* _What you need to do_
Return every record below exactly as written, omitting any pictures.

* _Information given_
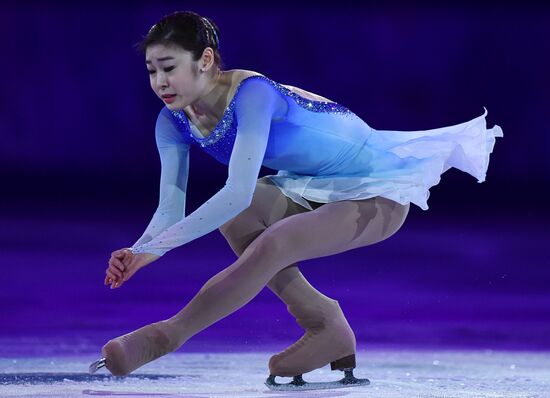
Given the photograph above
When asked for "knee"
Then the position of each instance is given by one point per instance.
(270, 244)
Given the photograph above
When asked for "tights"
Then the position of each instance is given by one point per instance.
(270, 237)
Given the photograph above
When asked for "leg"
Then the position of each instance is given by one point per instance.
(332, 228)
(327, 336)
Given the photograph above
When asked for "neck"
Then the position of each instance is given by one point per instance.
(214, 89)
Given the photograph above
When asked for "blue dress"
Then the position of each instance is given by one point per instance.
(323, 152)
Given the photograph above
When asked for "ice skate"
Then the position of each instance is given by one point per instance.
(126, 353)
(328, 338)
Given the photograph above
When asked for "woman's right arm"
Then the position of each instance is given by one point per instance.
(174, 158)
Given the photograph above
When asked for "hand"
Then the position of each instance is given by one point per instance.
(123, 264)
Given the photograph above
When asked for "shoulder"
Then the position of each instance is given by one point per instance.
(172, 127)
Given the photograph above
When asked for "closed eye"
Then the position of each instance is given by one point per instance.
(168, 69)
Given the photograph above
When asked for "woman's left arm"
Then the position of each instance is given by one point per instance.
(255, 105)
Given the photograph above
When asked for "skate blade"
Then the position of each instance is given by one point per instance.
(96, 365)
(299, 384)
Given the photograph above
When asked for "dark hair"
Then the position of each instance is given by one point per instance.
(185, 29)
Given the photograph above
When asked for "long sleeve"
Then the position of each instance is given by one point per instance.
(174, 159)
(255, 105)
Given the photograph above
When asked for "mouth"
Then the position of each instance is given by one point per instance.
(168, 98)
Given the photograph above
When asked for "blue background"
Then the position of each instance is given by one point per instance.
(80, 171)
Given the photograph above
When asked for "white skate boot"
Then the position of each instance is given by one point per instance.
(328, 338)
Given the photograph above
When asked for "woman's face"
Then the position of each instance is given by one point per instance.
(173, 75)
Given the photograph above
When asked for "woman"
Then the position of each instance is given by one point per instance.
(341, 185)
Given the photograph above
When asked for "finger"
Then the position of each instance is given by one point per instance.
(110, 273)
(116, 271)
(116, 263)
(128, 255)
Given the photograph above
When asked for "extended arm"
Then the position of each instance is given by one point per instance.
(254, 107)
(174, 160)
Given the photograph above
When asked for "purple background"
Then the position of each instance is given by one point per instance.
(80, 172)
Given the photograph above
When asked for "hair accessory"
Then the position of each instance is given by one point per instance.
(209, 25)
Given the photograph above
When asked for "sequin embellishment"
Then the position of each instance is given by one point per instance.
(225, 132)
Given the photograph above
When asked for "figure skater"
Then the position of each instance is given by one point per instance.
(340, 185)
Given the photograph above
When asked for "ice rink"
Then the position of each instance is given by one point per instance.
(393, 373)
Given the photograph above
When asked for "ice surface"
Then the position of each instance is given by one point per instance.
(393, 373)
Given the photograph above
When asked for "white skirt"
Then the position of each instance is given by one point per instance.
(399, 165)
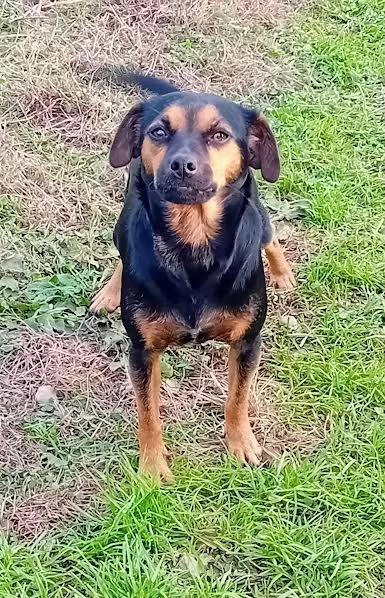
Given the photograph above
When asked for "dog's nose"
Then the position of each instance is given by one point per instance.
(183, 167)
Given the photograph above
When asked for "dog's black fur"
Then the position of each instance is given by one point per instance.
(175, 290)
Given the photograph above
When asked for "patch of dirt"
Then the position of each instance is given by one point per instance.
(76, 369)
(72, 367)
(73, 118)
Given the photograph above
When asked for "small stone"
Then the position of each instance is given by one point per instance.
(290, 322)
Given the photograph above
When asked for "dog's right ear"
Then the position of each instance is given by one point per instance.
(126, 144)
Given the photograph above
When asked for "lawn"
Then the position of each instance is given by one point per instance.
(77, 521)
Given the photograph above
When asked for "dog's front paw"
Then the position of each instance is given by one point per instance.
(283, 279)
(108, 298)
(243, 445)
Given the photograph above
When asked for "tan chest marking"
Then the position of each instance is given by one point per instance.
(161, 331)
(196, 224)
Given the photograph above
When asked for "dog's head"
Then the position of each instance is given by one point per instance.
(194, 145)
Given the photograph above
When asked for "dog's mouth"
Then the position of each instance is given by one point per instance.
(186, 194)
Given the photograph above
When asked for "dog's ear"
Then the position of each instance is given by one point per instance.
(126, 144)
(262, 148)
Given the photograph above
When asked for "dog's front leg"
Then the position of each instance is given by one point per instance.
(145, 376)
(244, 359)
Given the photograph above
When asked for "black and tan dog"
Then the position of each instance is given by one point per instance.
(190, 237)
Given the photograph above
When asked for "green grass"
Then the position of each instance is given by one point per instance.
(307, 527)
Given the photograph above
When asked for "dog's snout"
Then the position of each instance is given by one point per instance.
(183, 167)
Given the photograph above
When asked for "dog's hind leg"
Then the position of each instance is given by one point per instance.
(244, 360)
(108, 297)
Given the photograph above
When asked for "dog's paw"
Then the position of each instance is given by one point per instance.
(243, 445)
(108, 299)
(284, 279)
(154, 464)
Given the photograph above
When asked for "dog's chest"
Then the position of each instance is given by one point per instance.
(215, 324)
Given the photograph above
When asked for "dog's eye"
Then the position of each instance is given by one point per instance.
(220, 137)
(158, 133)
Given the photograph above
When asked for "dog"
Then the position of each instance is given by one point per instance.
(190, 237)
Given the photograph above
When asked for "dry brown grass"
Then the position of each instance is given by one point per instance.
(50, 509)
(75, 368)
(49, 106)
(56, 127)
(72, 367)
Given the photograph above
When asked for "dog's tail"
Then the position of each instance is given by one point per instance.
(121, 76)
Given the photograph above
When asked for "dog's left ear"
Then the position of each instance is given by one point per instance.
(262, 148)
(126, 144)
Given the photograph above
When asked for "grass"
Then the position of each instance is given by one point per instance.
(81, 523)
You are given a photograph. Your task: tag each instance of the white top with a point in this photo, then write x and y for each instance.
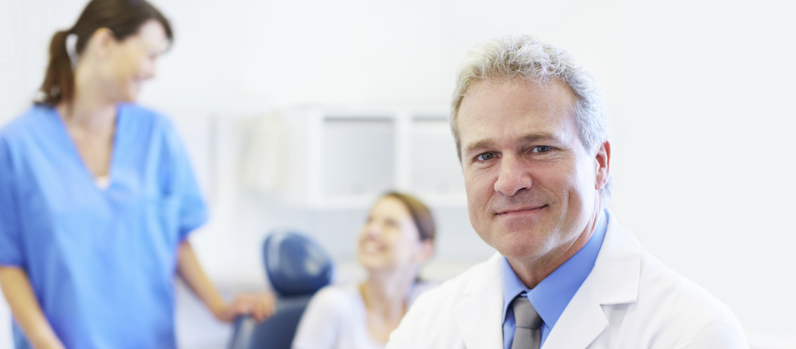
(336, 318)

* _The solution_
Given the photograph above
When asked for "knee"
Then the position of each instance is given by one point per instance.
(270, 244)
Given the photograph above
When asked for "tights"
Then the position of each instance is given by one point per instance.
(270, 237)
Given the photograph above
When asked for "leg"
Then the position of each instance is given by one point per instance.
(332, 228)
(327, 336)
Given the photograph above
When asked for "neck"
Then the position of each instance is given by one point per instance.
(214, 89)
Given the photograph above
When asked for "blue dress"
Then the position of each instance is given by one point per instance.
(323, 152)
Given the photograph above
When asked for "ice skate"
Then the position of each instance is given by one point per instance.
(126, 353)
(328, 338)
Given the photograph above
When asked for "woman's right arm"
Then the position of each instance is given by one point per instance.
(174, 158)
Given the photograph above
When asked for "hand"
Then the position of each instance is given by one point per instance.
(123, 264)
Given the photograph above
When asked for "shoulder"
Then the position of each instance is given by one point per instance.
(172, 127)
Given the photograph above
When asked for "closed eye"
Then the position of each instance is given by one point per instance.
(168, 69)
Given the photograph above
When asked for "woman's left arm"
Then the position of each instance is given by one point per instance.
(255, 105)
Given the photograph above
When asked for "skate blade"
Then the position of each instance is given by one point per instance.
(96, 365)
(299, 384)
Given the photograph above
When asked for "dark hair"
Then the position of each instance is given by one point per instance.
(185, 29)
Given the photograph above
When asked for "long sleeve"
Then the position of each instance is given by one point per instance.
(174, 159)
(255, 105)
Given the photograph above
When asked for "mouth"
Then the position of each instance is given by one point per instance.
(168, 98)
Given the photograph above
When asked for "blue background"
Then the position of each instance is given by one point per instance.
(80, 171)
Given the photograph above
When asked for "white skate boot"
Then the position of each instance is given by one point per instance.
(328, 338)
Given the photograph above
When asked for "woman's face"
Then the position of each instance is given by one point per instance.
(173, 75)
Given the photograph above
When asked for "woman"
Then the position of each instance is given by one point per instance.
(341, 185)
Given the photograph above
When asked for "finger"
Then the position of each instance is given by one point per instance.
(110, 273)
(116, 271)
(116, 263)
(128, 255)
Given the photograph above
When asked for "extended arm"
Then the position of each instance is given by one point per instance.
(254, 107)
(174, 160)
Given the photograph above
When asked for "purple background"
Then the position of each instance is given by one point per instance.
(80, 172)
Given the photograph above
When asked for "hair accessory"
Then the position of each instance is given by one point per instance.
(209, 25)
Given the photograph above
When asked for "sequin embellishment"
Then the position of each instance is given by one point per instance.
(225, 132)
Given the photograph above
When asked for "figure skater"
Then the position of each instance is given by one point per instance.
(340, 185)
Given the photograph above
When asked for "ice rink"
Then the position of each instance is given by one point per instance.
(393, 373)
Given the photograph above
When asked for "ice surface"
Then the position of each instance is given by one point per instance.
(393, 373)
Given the photograph above
When asked for "white skirt"
Then the position of each instance is given by one point per instance.
(399, 165)
Given the photograph above
When asked for "dog's nose"
Then the position of each instance is given by one point per instance.
(183, 167)
Given the photograph above
When asked for "dog's black fur"
Then the position of each instance is given by one point per instance.
(175, 290)
Given the photograph above
When asked for "patch of dirt"
Then the position of each instance is given by one point per instance.
(76, 369)
(72, 367)
(73, 118)
Given the photograph above
When asked for "small stone"
Then the position of each instance is given by one point per instance.
(290, 322)
Given the photograph above
When asked for "dog's right ear"
Then the position of each instance is given by one point per instance.
(126, 144)
Given the photograph above
When asked for "lawn"
Then the position of each instance is given by one point per instance.
(77, 521)
Given the photograph above
When asked for "dog's front paw"
Then the position of each instance is given by one point per instance.
(283, 279)
(108, 298)
(243, 445)
Given the photograph above
When asked for "tan chest marking"
Then the position of each instance is given by one point per instance.
(161, 331)
(196, 224)
Given the photograph above
When asked for "dog's head"
Then the position of each instance is given by one point per instance.
(194, 145)
Given the photograph above
When asked for "dog's mouth"
Then the position of each instance is given by one point per instance.
(186, 194)
Given the photograph above
When asked for "dog's ear"
Then the position of each instance is given by one point per instance.
(126, 144)
(262, 148)
Given the photograph above
When asked for "dog's front leg"
Then the position of each instance is given by one point per instance.
(145, 376)
(244, 359)
Given the photograph above
When asked for "black and tan dog"
Then the position of each instance is given by one point per instance.
(190, 237)
Given the photograph above
When asked for "green grass"
Then the position of each instance is given by one point per instance.
(307, 527)
Given the photograph above
When asked for "dog's snout"
Then the position of each instance is given by one point per instance.
(183, 167)
Given the photograph above
When asked for "dog's hind leg"
Then the position of each instance is given by one point per instance.
(244, 360)
(108, 297)
Given the photograph above
When asked for "dog's paw"
Then the position of each instance is given by one point per instance.
(243, 445)
(108, 299)
(284, 279)
(154, 464)
Given the photograph above
When asked for "dog's chest"
Then the position of each instance is given by one point per instance.
(215, 324)
Given the photograph above
When asked for "dog's eye"
Then the position of each instance is given by one point per instance.
(220, 137)
(158, 133)
Given the photograph above
When asked for "dog"
Then the position of each instance is given by one point per instance.
(190, 237)
Given the photograph above
When asked for "dry brown grass"
Then the position of each instance is given by one point per instance.
(50, 509)
(75, 368)
(49, 106)
(56, 127)
(72, 367)
Given the photograph above
When asked for "dog's tail"
Then the position of each instance is given by one point per instance.
(121, 76)
Given the photograph above
When asked for "dog's left ear"
Then the position of each instance is given by one point per instance.
(262, 148)
(126, 144)
Given the photograph above
When asked for "grass"
Then the position of each instance is given by one point per instance.
(81, 523)
You are given a photograph. Your task: tag each instance of the white top with a point in this photo, then write x and y for each instance.
(336, 318)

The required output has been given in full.